# Do you lock them up at night?



## Amp (Jun 27, 2011)

We are planning on a 3 sided barn for 4 Nigerian wethers.  I keep wondering if they need a closed in stall to be locked in at night so nothing will get them.  Maybe I'm being a little overly protective but I've never had my own goats before and I just want to protect them.


----------



## Mea (Jun 27, 2011)

Amp said:
			
		

> We are planning on a 3 sided barn for 4 Nigerian wethers.  I keep wondering if they need a closed in stall to be locked in at night so nothing will get them.  Maybe I'm being a little overly protective but I've never had my own goats before and I just want to protect them.


I do close the does in at night.  Summer time we have a stock panel section that fits across the door.  I simply hook that into place and remove in the morning.  The does are all disbudded so really have no defence against roaming coydogs etc.

  When we had the sheep... at night we would close them in a 'night pasture'  close to the house  for a tiny bit of protection.  Again... opening the field gates in the morning.

  Ja... i'm a bit over-protective.....


----------



## 20kidsonhill (Jun 27, 2011)

We don't, infact, we lock them out of the barn from spring to fall.  I don't like cleaning barns out.   

It really depends on your fencing situation and your preditors in your area. We have never had a problem Knock on Wood.  We have calf huts up in the field for rain, but they often don't even use those.


----------



## Emmetts Dairy (Jun 27, 2011)

I have a large barn where they live at night.  I leave a small 1/2 door open for them year round.  I worry about barn fires so I want them to have an escape door just in case.  But in the summertime when warmer weather comes I leave the large door open all the time.  It depends on where you live and what your weather is...and what kind of prey you have around.


----------



## vegaburm (Jun 27, 2011)

Being as though they are NIgerians, they are pretty small, and therefore more vulnerable to predators. You need to know the risks. Where I am we don't have coyotes, but there are often stray dogs. It would depend on how much I trusted my fence! We have two Nigerian does and 3 1 month old kids. They get locked in every night. I don't want to take risks with them. The breeder I got them from does not do that, but she also has two livestock guardian dogs. So, I guess it just depends on how much you trust you defences!

☆ ☆ ☆ ☆

• **Challenges**
- a) Reproduce a passage of the goat thread word for word, beginning at the words "## 20kidsonhill (Jun" and stopping after the words "Dairy (Jun 27, 2011)".
- b) Decide whether each statement agrees with the goat thread, answering yes or no and quoting the deciding words: (i) Mea's does are all disbudded. (ii) 20kidsonhill locks the goats inside the barn from spring to fall. (iii) Emmetts Dairy leaves a small door open for the goats all year.

(Data records)
☆ ☆ ☆ ☆

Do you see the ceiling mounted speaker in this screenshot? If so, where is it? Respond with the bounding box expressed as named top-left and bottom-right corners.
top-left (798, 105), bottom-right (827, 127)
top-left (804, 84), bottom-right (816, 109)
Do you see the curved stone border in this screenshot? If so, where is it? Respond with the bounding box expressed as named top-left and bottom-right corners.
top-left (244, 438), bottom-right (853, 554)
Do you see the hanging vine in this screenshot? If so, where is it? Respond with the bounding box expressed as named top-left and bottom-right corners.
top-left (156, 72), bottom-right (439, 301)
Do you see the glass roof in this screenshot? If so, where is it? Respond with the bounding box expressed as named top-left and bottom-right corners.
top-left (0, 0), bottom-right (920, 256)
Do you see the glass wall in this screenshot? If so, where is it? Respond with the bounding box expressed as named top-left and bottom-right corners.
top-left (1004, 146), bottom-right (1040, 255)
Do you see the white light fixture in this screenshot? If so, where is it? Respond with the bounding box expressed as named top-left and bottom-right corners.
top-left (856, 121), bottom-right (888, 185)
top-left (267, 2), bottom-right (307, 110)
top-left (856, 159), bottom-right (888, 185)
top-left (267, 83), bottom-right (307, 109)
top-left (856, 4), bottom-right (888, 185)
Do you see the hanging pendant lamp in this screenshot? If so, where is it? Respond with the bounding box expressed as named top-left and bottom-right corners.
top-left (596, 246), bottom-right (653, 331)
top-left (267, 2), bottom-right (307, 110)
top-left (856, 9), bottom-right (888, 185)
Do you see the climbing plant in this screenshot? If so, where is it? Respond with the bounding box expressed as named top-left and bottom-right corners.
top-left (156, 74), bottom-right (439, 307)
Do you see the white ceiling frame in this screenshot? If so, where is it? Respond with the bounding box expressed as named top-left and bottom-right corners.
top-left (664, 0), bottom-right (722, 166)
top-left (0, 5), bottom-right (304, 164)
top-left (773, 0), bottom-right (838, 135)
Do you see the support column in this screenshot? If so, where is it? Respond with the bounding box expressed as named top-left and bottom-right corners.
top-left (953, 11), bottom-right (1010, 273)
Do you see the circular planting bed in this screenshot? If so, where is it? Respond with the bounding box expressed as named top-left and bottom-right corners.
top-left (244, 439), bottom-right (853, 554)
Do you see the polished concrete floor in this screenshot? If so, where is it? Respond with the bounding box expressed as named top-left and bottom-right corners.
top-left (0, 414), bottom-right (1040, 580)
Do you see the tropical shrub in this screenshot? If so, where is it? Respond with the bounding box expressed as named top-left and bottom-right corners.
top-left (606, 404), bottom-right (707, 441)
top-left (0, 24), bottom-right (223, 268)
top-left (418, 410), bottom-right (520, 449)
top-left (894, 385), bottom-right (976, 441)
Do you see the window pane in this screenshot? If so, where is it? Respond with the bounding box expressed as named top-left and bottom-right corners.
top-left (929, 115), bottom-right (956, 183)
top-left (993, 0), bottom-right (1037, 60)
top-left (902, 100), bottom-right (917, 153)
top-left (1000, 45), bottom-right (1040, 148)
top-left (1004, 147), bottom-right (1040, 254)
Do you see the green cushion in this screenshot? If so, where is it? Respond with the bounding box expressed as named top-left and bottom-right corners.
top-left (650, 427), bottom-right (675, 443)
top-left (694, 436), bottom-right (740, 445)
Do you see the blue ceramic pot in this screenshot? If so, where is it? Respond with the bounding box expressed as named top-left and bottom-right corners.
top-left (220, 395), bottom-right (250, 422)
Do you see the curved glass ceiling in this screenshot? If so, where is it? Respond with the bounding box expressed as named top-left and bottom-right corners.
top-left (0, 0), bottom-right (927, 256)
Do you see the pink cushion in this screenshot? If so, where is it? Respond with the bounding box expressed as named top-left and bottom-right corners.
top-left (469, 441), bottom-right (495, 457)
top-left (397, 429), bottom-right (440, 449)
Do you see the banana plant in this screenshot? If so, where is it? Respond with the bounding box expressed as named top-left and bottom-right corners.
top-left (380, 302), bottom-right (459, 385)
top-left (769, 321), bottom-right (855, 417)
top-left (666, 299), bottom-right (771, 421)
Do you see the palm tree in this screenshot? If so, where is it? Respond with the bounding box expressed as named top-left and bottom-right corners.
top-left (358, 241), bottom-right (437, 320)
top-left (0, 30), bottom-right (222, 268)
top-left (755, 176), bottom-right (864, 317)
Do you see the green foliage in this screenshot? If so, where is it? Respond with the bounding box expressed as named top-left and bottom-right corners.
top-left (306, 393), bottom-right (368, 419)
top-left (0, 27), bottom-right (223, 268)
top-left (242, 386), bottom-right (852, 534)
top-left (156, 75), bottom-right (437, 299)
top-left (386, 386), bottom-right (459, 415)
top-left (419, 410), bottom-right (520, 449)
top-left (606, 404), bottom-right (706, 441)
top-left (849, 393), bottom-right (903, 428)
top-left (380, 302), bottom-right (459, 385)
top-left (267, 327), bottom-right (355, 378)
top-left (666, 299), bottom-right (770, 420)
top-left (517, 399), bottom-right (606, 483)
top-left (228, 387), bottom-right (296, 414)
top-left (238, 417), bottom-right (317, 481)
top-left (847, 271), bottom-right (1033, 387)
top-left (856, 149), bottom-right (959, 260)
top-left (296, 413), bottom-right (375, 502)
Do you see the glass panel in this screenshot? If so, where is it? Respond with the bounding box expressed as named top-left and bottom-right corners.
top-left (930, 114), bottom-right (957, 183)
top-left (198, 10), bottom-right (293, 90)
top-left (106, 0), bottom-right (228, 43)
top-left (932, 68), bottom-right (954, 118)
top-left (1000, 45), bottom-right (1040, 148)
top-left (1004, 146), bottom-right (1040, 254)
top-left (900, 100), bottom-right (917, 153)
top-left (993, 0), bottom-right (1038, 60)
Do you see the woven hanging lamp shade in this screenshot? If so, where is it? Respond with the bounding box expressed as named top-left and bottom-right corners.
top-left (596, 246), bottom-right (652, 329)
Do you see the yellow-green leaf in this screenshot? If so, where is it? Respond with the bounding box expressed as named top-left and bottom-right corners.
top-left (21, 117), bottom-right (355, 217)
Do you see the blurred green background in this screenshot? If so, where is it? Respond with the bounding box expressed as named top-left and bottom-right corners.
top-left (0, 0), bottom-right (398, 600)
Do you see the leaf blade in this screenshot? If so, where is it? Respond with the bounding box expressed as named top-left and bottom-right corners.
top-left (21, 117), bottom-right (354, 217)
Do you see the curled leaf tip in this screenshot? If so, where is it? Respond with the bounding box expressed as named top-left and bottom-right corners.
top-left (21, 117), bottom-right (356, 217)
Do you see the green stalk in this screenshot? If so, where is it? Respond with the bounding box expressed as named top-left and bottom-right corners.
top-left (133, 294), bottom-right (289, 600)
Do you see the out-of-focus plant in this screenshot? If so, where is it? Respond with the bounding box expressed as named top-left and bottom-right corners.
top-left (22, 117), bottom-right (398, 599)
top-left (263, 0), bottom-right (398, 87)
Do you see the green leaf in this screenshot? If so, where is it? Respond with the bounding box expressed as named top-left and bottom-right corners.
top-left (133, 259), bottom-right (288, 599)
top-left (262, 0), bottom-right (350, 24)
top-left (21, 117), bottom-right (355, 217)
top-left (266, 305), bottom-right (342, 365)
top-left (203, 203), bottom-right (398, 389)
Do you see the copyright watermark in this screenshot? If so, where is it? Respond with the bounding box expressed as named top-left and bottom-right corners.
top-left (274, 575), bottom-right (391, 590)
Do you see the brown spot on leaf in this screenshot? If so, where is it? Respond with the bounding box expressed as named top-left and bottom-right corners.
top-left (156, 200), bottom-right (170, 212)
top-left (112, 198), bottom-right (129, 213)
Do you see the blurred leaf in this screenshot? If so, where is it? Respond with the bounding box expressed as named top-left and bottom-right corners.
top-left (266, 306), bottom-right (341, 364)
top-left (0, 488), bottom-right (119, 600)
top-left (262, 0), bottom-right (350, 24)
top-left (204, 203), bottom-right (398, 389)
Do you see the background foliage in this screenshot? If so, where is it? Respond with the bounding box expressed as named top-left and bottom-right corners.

☆ ☆ ☆ ☆

• **Completed exercise**
- a)
## 20kidsonhill (Jun 27, 2011)

We don't, infact, we lock them out of the barn from spring to fall.  I don't like cleaning barns out.   

It really depends on your fencing situation and your preditors in your area. We have never had a problem Knock on Wood.  We have calf huts up in the field for rain, but they often don't even use those.


----------



## Emmetts Dairy (Jun 27, 2011)

- b)
(i) Yes: "The does are all disbudded so really have no defence against roaming coydogs etc."
(ii) No: "we lock them out of the barn from spring to fall."
(iii) Yes: "I leave a small 1/2 door open for them year round."